● **BRANO DI PARTENZA**:
--------------------

Forse è osare troppo dire che in queste sfilate milanesi la femminilità è in risalto. Una sorpresa, considerando l’avanzata del no-gender, continuazione in chiave polemica del vecchio unisex. Un esempio è Genny, che peraltro non si è mai staccata da quell’immagine.  La nuova donna Genny è una regina delle nevi, con quel pizzico di fiabesco da renderla creatura di fascino, ma anche quel tanto da farne donna attuale e probabile. I 

capi sono fluidi, sia gli abiti in seta che scivolano addosso, sia gli avvolgenti cappotti in morbida lana. Molte le profilature di cristalli Swarovski. Per la sera una 
                     versione inedita di smoking con ampi pantaloni in jacquard e bustino-gilet con bretelle in seta. Meno diva, ma cripto-seduttiva la donna di Antonelli Firenze. Per lei materiali e tagli che valorizzano la figura. Come il cappotto di lana con lino all’esterno (a sinistra in basso), l’abito di jersey effetto metallo, il check maschile rivisto con righe in tinta corallo e i paltò-vestaglia,  capo che si ritrova in molte collezioni, come l’abito camicia. Eccolo infatti da ZLFZSS, brand che fa parte del progetto Fashion Haining, promosso da HCLC per creare un ponte tra l’industria italiana e quella cinese. Sfila al Museo della Scienza e della Tecnica e, coerenti, gli stampati si ispirano  ai dipinti di Leonardo. Grande attenzione alla sostenibilità. Una ventina di materassi impilati intorno ai quali girano ragazze e qualche ragazzo, ogni tanto ci salgono sopra, ci si rotolano. Siamo alla sfilata di Act N°1, marchio fondato nel 2016 da Luca Lin e Galib Gassanoff, come dice il nome, primo atto della vita dei due designer.  I materassi evocano la camera da letto, luogo dove si sogna, si fa progetti, si pensa al futuro. Qui le camicie di seta diventano abiti vestaglia. I colori dell’autunno londinese sono uno dei punti di partenza della collezione di Anteprima (in alto a sinistra). Ogni capo,  dal giaccone matelassé al cappotto redingote, dal tailleur al paltò patchwork di tessuti finestrati, sono un perfetto ed equilibrato mix di elementi maschili, spunti di femminilità, casual chic. I colori dell’autunno anche nella presentazione di Gentry Portofino (in alto a destra). L’affasciante Sala Mengoni, attico di Cracco in Galleria , diventa un giardino con foglie secche e piante, dove le modelle  sono parte di tableaux vivants, enfatizzati dal riflesso negli specchi. E si apprezza la perfezione delle lavorazioni. La stessa sala Santoni la trasforma nel percorso di una mostra. Cinque installazioni di donne a ognuna delle quali si accorda un certo tipo di scarpa. Si ispirano alla Milano dell’architettura le scarpe, ma soprattutto le borse di Salar, brand creato dalla coppia, nel lavoro e nella vita, della pugliese Francesca Monaco e  del messicano Salar Bicheranloo. Ecco il colore del Castello Sforzesco, un effetto dorato che richiama la casa della Fondazione Prada, eccetera. Un omaggio a Milano che ogni tanto si tinge di esotico, come le borchie metalliche che ricordano piccole le piramidi vicine a Citta del Messico (foto in alto).

--------------------

● **COMPITO DA SVOLGERE**:
Per favore, indica se ognuna di queste affermazioni concorda con il testo sulle sfilate milanesi, rispondendo sì o no e citando alla lettera le parole del testo che lo stabiliscono.
1. Act N°1 è un marchio fondato nel 2016.
2. Salar è stato creato da una coppia di designer entrambi pugliesi.
3. Santoni trasforma la Sala Mengoni in un giardino con foglie secche e piante.
L'elenco proviene da un'altra fonte.

[Una serie di record]
--------------------

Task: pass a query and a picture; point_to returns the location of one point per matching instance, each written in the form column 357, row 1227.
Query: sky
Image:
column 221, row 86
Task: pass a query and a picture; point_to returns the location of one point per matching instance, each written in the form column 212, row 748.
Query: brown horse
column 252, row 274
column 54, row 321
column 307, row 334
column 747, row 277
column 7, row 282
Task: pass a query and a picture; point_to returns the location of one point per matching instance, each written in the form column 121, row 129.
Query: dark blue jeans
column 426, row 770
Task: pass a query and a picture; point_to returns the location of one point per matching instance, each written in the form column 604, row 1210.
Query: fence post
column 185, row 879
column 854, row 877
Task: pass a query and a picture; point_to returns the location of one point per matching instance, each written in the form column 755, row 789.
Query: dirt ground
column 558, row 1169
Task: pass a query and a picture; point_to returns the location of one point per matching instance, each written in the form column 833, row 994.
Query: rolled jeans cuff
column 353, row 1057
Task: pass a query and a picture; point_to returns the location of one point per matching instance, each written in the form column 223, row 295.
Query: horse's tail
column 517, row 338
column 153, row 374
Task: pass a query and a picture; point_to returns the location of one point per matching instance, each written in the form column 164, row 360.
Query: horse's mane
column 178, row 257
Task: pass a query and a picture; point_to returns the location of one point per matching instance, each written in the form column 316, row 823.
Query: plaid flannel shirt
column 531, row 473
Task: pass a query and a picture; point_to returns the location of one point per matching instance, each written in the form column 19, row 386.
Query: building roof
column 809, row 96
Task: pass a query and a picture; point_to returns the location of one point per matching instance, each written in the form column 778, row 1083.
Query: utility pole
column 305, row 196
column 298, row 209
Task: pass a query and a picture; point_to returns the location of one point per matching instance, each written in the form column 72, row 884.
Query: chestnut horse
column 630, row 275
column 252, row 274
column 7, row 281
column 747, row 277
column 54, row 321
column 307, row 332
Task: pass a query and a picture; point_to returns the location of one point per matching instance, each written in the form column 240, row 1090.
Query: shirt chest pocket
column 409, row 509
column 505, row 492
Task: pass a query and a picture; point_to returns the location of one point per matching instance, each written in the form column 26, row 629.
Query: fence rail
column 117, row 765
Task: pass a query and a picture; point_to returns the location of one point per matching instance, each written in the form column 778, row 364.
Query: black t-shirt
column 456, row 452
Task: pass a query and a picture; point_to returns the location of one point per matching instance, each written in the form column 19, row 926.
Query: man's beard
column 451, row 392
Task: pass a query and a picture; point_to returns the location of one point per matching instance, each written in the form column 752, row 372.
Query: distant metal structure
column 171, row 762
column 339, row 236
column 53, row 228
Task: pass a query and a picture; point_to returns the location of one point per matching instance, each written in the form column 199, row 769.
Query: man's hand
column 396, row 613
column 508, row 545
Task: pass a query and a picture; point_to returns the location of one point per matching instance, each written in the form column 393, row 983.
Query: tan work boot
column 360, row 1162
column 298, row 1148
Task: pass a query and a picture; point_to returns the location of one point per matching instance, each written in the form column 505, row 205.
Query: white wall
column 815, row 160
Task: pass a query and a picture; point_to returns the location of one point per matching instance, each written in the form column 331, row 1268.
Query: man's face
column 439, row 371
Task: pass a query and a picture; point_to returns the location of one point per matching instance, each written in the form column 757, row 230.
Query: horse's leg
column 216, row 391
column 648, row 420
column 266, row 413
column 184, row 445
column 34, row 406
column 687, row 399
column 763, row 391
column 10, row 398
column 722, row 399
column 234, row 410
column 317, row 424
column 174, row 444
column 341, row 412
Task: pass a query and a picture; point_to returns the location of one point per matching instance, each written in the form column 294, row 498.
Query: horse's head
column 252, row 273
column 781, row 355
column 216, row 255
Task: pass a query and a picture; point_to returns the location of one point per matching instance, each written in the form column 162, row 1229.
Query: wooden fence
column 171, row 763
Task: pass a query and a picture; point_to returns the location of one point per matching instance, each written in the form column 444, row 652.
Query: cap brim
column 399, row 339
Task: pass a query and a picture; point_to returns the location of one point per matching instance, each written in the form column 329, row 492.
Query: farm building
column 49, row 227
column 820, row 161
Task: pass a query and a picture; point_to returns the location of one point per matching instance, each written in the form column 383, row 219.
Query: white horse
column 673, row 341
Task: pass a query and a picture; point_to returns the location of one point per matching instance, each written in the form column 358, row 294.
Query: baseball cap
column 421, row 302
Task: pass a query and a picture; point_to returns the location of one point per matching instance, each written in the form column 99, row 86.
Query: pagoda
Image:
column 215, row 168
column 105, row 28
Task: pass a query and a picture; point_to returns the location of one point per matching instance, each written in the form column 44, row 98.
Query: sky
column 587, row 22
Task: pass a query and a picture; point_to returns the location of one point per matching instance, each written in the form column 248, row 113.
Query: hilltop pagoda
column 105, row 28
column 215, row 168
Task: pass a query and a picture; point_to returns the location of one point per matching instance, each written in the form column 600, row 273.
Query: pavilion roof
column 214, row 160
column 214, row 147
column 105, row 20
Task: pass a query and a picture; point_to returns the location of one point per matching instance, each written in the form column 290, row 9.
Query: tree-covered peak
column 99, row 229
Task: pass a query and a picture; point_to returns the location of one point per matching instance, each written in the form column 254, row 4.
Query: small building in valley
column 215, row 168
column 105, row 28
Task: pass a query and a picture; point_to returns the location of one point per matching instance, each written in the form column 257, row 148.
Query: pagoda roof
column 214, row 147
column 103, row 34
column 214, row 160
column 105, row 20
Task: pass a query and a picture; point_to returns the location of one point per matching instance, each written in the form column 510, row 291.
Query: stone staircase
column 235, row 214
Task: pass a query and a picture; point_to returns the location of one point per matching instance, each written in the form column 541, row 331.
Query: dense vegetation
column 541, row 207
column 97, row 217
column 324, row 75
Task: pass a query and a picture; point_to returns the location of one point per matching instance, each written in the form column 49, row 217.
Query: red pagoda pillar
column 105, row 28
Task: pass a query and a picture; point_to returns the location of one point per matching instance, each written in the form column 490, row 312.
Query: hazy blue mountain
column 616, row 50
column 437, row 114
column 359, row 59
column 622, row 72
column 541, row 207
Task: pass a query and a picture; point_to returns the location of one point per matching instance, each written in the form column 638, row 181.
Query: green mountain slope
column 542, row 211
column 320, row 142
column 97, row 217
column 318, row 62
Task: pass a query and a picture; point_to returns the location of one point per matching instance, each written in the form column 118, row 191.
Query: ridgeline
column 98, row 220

--------------------

● **SOLUZIONE ESERCIZIO**:
1. Sì: «marchio fondato nel 2016 da Luca Lin e Galib Gassanoff».
2. No: «del messicano Salar Bicheranloo».
3. No: «La stessa sala Santoni la trasforma nel percorso di una mostra».